## DIRECTIONS FOR THIS TASK
Repeat the entries below word for word, though any picture in them should be dropped.

Source data
>>>

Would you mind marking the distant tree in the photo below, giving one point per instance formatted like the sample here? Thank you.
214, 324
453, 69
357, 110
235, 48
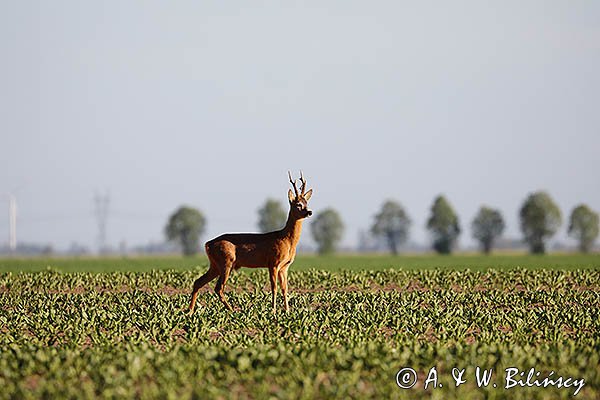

<<<

## ANSWER AREA
Would you mind marking the distant tree in the photo below, giving one point per instance formatted like the sample here? Thank you.
214, 324
453, 69
357, 110
235, 48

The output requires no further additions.